→ About this task
When the line containing "[(549, 18), (673, 254), (579, 251)]" appears in the entries below, begin printing there and stop after the line containing "[(170, 235), (508, 171)]"; print each of those lines exactly and no other line.

[Task input Boundary: Start]

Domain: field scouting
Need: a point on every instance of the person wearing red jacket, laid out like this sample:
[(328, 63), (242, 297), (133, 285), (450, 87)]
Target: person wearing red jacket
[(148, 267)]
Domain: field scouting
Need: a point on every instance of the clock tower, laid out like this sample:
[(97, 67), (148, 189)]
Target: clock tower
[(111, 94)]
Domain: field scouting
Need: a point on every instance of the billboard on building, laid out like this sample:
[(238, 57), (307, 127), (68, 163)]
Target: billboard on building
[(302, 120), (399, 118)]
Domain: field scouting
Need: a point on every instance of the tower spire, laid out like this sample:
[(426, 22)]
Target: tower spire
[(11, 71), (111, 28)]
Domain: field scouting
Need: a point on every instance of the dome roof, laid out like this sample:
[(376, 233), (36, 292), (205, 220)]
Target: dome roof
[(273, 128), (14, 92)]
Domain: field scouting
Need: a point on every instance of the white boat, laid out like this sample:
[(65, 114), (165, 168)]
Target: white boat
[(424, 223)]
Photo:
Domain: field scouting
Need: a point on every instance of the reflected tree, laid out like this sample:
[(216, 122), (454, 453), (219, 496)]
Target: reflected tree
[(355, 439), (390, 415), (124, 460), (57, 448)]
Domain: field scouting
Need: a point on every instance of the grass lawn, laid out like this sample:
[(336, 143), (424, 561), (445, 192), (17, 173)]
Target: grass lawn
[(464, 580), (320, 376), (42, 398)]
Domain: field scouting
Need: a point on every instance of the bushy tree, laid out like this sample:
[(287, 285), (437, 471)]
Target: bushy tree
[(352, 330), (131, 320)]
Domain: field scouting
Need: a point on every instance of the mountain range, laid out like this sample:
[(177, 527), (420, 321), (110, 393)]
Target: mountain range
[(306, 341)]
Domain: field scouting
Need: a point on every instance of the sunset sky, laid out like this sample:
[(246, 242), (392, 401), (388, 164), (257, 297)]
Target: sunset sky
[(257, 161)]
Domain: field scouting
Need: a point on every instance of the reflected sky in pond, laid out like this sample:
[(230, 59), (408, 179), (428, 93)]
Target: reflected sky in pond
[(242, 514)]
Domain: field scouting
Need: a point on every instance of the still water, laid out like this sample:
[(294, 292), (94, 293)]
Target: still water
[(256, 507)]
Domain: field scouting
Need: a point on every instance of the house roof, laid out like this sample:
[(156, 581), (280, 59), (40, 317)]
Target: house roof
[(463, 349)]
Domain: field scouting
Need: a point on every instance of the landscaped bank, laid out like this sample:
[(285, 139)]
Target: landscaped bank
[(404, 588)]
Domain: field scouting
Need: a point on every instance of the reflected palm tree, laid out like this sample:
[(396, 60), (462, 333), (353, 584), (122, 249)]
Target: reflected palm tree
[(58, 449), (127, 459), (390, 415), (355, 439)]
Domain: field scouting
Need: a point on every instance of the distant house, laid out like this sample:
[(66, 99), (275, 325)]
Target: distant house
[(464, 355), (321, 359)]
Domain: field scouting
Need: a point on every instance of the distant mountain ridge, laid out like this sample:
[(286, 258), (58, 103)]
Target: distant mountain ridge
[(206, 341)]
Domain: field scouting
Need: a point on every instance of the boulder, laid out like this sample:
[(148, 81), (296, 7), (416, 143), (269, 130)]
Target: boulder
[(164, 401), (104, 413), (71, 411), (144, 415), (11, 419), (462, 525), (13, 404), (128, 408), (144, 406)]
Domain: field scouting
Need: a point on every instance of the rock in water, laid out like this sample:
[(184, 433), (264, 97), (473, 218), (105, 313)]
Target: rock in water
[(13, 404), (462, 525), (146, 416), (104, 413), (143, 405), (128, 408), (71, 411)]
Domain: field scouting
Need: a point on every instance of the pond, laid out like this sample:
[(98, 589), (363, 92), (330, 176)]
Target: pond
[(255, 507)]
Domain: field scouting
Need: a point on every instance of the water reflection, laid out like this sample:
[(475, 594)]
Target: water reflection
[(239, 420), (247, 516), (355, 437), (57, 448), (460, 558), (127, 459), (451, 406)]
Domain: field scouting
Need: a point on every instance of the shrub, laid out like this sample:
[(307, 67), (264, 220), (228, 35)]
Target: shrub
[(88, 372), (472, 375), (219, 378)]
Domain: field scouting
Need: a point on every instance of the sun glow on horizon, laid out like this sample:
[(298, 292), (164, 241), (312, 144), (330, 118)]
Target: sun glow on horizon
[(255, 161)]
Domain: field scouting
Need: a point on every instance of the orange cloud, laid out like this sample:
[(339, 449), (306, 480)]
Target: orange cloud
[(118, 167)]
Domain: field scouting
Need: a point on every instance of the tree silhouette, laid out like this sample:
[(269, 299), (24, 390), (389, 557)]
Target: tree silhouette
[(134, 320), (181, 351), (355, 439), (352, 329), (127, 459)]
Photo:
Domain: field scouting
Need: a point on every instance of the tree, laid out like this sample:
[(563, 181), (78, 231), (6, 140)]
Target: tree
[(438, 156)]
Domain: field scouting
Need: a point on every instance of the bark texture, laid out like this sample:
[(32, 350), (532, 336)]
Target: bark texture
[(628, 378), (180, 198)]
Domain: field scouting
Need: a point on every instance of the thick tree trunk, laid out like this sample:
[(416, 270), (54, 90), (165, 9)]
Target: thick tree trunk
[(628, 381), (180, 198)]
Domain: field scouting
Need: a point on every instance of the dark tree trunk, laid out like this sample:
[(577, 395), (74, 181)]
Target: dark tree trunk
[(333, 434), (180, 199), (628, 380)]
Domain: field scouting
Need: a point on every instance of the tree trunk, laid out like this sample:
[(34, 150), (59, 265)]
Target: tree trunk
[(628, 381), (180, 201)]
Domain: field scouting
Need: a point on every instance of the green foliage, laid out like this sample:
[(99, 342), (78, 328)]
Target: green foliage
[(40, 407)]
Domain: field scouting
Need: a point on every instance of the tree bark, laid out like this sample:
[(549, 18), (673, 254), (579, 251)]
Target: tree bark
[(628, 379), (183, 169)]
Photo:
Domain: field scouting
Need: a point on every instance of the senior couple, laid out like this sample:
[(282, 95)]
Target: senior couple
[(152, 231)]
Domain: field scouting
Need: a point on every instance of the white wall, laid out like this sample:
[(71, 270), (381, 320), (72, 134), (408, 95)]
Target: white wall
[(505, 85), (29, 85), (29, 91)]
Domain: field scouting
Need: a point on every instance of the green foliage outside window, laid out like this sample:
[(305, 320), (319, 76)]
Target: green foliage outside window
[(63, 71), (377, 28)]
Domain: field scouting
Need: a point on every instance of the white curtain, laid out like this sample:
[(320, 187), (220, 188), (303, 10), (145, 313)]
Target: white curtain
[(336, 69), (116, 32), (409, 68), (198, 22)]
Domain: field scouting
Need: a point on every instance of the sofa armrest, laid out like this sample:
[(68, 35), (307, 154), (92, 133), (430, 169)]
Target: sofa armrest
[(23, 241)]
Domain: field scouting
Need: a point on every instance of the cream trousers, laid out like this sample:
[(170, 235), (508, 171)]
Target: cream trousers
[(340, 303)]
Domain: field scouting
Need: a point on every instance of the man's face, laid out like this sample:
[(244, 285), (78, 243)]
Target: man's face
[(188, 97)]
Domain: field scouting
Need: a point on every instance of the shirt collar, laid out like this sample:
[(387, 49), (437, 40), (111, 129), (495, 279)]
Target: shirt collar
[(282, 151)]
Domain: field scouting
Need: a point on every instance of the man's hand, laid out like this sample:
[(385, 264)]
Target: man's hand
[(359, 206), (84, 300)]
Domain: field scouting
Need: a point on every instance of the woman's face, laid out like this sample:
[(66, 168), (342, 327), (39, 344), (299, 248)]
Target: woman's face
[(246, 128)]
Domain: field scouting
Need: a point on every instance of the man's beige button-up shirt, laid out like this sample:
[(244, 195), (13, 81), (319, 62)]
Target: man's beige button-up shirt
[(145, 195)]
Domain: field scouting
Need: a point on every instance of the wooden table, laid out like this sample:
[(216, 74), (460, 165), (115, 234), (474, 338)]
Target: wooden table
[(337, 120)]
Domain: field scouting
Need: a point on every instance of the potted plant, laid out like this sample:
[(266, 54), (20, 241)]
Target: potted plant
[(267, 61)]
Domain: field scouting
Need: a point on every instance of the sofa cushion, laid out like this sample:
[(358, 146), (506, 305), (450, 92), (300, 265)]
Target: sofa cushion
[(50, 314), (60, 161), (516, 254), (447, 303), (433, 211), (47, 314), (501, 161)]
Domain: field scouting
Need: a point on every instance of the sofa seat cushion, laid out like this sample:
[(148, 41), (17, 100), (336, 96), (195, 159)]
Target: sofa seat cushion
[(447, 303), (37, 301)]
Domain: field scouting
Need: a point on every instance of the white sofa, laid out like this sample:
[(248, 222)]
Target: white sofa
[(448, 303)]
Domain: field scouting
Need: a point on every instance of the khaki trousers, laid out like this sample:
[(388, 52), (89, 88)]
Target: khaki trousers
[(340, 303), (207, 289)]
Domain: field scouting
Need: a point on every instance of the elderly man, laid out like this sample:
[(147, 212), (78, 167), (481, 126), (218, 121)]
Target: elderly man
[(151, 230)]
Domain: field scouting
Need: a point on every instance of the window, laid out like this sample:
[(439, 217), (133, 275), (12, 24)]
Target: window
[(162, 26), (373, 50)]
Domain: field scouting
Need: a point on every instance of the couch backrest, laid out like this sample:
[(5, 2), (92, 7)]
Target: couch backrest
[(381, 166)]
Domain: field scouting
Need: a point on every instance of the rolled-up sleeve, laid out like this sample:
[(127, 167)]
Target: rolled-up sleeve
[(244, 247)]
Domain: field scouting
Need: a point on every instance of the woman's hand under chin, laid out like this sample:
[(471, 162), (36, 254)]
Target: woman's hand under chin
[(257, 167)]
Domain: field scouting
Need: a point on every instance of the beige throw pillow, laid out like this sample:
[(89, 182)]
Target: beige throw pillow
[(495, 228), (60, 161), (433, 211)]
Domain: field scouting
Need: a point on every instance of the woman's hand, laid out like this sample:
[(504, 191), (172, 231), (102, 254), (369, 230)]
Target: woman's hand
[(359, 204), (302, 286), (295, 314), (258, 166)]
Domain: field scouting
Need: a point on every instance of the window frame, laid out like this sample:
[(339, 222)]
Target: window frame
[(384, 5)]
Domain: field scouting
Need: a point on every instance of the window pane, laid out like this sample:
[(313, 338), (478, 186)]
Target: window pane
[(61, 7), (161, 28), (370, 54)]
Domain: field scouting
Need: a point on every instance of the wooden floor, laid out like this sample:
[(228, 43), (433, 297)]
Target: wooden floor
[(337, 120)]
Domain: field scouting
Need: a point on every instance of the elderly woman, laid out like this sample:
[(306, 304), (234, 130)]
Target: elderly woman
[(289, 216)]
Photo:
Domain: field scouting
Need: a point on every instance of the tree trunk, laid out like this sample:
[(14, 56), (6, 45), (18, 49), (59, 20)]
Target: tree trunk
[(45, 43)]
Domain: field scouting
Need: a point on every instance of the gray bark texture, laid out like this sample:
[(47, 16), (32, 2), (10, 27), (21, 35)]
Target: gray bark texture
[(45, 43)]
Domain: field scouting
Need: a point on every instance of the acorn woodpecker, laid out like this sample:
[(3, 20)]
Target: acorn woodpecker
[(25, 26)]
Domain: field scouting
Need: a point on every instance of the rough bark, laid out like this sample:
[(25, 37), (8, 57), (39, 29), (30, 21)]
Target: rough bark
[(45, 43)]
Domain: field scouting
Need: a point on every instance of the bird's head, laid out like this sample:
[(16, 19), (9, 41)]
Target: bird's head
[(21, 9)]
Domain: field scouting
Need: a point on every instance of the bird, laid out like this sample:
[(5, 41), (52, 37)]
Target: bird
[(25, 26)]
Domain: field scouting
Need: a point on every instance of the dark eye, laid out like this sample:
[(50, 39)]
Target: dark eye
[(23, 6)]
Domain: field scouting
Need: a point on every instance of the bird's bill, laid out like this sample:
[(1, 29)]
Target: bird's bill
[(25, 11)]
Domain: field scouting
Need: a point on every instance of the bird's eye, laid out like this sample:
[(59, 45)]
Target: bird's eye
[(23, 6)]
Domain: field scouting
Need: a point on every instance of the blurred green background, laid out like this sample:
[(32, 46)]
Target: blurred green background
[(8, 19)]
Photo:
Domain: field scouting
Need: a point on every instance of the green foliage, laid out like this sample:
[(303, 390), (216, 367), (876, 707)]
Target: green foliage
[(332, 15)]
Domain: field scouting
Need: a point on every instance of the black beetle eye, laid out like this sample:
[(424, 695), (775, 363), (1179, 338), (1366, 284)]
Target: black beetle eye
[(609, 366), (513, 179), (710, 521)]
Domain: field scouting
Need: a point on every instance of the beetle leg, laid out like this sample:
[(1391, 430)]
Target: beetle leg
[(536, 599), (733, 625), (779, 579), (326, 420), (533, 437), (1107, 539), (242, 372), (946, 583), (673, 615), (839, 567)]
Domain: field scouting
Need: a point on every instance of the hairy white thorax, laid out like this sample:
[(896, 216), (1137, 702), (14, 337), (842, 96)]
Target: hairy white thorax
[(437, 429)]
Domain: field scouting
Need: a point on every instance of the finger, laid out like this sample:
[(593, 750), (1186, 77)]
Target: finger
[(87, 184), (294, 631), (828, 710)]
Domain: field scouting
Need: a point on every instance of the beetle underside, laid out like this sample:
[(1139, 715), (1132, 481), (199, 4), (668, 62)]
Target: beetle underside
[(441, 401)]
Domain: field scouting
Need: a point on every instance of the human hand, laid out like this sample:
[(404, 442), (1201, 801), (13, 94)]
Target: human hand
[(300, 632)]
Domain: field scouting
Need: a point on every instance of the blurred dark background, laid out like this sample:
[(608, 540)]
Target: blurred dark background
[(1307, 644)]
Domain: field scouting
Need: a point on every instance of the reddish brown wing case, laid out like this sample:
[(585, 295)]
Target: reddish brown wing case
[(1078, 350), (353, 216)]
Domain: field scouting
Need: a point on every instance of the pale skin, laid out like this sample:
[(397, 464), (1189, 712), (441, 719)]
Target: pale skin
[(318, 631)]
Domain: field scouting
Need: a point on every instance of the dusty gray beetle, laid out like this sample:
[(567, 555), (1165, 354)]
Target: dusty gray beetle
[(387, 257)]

[Task input Boundary: End]

→ Result for this exercise
[(549, 18), (673, 254), (579, 251)]
Target: tree bark
[(628, 379), (183, 169)]
Photo:
Domain: field scouting
Need: a point on every instance of the senior couple, laid out like this sample:
[(282, 95)]
Target: senior couple
[(152, 231)]
Domain: field scouting
Need: a point on every instance of the white wall, laid out like this sample:
[(71, 270), (381, 320), (72, 134), (408, 95)]
Target: white wall
[(505, 85), (29, 85), (29, 91)]
Domain: field scouting
Need: a point on every instance of the green foliage outside window, laid out like this sample:
[(305, 320), (319, 76)]
Target: green foliage outside window
[(63, 71), (377, 28)]
Domain: field scouting
Need: a point on every instance of the white curtain, laid out like this sample:
[(320, 187), (220, 188), (303, 10), (145, 313)]
Target: white curtain
[(336, 69), (116, 32), (409, 68), (198, 22)]
Domain: field scouting
Need: a point on every instance of the sofa armrest, laid out like this sample:
[(68, 35), (307, 154), (92, 133), (430, 169)]
Target: sofa armrest
[(23, 241)]
Domain: field scouting
Need: a point on every instance of the cream trousers, laid out like this sample:
[(170, 235), (508, 171)]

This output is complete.